**TASK TO CARRY OUT**
Return all the data, word for word.

**ROWS**
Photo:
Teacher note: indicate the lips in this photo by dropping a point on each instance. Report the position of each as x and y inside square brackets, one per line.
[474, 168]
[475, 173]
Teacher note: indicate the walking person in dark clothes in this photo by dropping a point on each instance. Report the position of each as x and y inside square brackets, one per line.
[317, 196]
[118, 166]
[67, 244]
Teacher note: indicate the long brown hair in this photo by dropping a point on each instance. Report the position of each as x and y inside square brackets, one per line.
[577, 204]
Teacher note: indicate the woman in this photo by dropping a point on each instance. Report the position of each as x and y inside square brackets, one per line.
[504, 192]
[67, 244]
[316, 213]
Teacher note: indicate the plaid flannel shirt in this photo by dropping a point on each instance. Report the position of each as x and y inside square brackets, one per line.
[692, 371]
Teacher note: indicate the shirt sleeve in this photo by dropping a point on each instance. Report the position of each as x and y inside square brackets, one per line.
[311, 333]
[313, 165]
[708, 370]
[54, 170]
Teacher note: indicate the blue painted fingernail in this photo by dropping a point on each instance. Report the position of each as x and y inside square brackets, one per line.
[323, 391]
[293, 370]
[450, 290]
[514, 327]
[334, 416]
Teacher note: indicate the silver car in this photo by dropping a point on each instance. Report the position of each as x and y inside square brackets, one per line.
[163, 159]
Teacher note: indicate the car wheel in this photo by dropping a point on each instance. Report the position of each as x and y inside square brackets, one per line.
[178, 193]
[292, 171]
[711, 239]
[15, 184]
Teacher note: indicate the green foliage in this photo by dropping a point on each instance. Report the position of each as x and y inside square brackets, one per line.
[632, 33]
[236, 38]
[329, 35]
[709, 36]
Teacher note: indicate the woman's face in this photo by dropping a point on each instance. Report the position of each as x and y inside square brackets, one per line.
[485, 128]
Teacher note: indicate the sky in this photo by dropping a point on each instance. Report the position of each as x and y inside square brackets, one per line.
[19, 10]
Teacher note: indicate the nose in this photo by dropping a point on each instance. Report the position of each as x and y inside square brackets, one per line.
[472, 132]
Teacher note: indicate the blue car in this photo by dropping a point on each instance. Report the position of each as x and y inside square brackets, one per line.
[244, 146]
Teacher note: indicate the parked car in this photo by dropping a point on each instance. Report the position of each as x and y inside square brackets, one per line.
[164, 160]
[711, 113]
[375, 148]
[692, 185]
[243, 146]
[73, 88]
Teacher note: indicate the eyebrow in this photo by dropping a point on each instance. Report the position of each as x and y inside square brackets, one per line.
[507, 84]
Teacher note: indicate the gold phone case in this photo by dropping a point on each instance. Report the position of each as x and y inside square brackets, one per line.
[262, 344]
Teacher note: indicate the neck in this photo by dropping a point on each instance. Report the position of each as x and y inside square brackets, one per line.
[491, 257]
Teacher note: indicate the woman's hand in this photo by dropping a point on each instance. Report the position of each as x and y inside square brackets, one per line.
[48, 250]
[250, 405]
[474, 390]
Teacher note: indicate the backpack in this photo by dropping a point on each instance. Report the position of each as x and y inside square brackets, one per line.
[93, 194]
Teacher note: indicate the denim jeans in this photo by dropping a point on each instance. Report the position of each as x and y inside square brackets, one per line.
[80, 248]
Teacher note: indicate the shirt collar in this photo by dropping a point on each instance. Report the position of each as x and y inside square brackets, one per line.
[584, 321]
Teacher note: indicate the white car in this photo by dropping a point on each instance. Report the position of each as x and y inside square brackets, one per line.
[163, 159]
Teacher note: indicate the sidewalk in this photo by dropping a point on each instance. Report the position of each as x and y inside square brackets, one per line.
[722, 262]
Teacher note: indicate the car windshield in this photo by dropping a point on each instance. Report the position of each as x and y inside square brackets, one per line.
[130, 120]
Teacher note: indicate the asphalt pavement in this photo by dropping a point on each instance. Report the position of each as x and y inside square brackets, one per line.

**WRITTEN SOLUTION**
Photo:
Teacher note: indicate the lips in this photo by dropping a point on each instance. Report the position of each as x and y inside square brackets, one per line.
[474, 168]
[475, 173]
Teacher note: indicate the walking person in dark clothes in this photo by dropping a point on each instance. Report the position of each as x and y inside square brackets, one per line.
[317, 196]
[118, 166]
[67, 244]
Teacher note: indicate the long brown hair in this photo by dropping a point on each instance. Report the position of each as x and y inside square brackets, one per line.
[577, 204]
Teacher note: indicate the woman in this photo by dropping a point on each instance. Report the position of each as x and y inside square brackets, one per line.
[504, 192]
[67, 244]
[316, 213]
Teacher note: indicate the plaid flannel shirt in this photo by dropping a point on each instance. Report the position of each as x and y inside square brackets, one per line.
[692, 371]
Teacher note: indicate the shirt sleeve in this photo by dropping a point on each instance. Report the position of each as x and y inside square brackets, one per line.
[311, 333]
[313, 165]
[708, 370]
[54, 170]
Teacher note: indicate the blue painted fingernail in this photo by dropping a point on each instance. Report the position of each as x and y inside square brackets, one per line.
[323, 391]
[293, 370]
[450, 290]
[514, 327]
[334, 416]
Teacher note: indicate the silver car in this photo by dropping a point on each instance. Report the position of each as x and y inside square brackets, one per line.
[163, 159]
Teacher note: indicate the car wheel in this photo by dropping a point on each instance. Report the position of each as x and y inside square brackets, one per line.
[178, 193]
[292, 171]
[711, 239]
[15, 184]
Teacher note: indicate the green foliage in this photo by dropping a point on each instance. Report the position of each as x and y inside square brackets, one per line.
[632, 33]
[236, 38]
[329, 35]
[709, 36]
Teacher note: indicate the woman's face in this photo by dropping a point on each instance. Report the position of each as x and y inside square brackets, one per line.
[485, 128]
Teacher note: indicate the sky in this photo by dropping a point on each instance. Report the position of each as x and y inside square brackets, one per line.
[19, 10]
Teacher note: indicate the nose in this photo by dropping a point on each instance. Report the position of each as x and y inside square brackets, one per line.
[472, 132]
Teacher note: indicate the blue car in this photo by dropping a point on each instance. Report the position of each as x and y inside square brackets, one per line.
[244, 146]
Teacher note: indicate the parked car in this photo by dropping a point on each instance. Report the position of each as x and y inside square brackets, one per line.
[164, 160]
[711, 113]
[375, 148]
[692, 185]
[243, 146]
[73, 88]
Teacher note: indicate the eyebrow in this photo by dropping a point on each instance. Report the position of each as x and y inside square brackets, one per line.
[507, 84]
Teacher note: indicate the gold phone case in this photo by dropping a point on each instance. Report the position of each as x and y inside square brackets, one per line.
[262, 344]
Teacher note: indicate the neck in this photo by dropping a point on each instance. Report the position of each as x and y inside square brackets, one per line.
[491, 257]
Teacher note: indicate the woman's hand in this photo by dropping a point on each instance. Report the position of each as x and y inside square brackets, one per line.
[48, 250]
[250, 405]
[474, 390]
Teacher note: indicate the backpack in this photo by dropping a point on each instance. Report the position of each as x and y inside square brackets, one per line.
[93, 194]
Teacher note: indicate the denim jeans in this photo by dropping a point on each instance. Report the position of each as x and y inside square brackets, one per line.
[80, 248]
Teacher note: indicate the shirt collar in this photo by dropping a point on each instance. Report the position of each as x and y inside square brackets, one per line.
[584, 321]
Teacher note: indicate the white car in this photo by dropping a point on each instance. Report the position of each as x and y inside square brackets, one per line.
[163, 159]
Teacher note: indicate the sidewalk in this photo by dropping a point on each instance. Report the position of each as x and y inside square brackets, one per line.
[722, 262]
Teacher note: indicate the car windshield in this photo by dropping a point on each instance. Report the position of each as x and y inside square brackets, one per line.
[130, 120]
Teacher note: indicate the asphalt pavement in this photo by dropping a point on each instance. Report the position of each as x and y inside square brackets, one per line.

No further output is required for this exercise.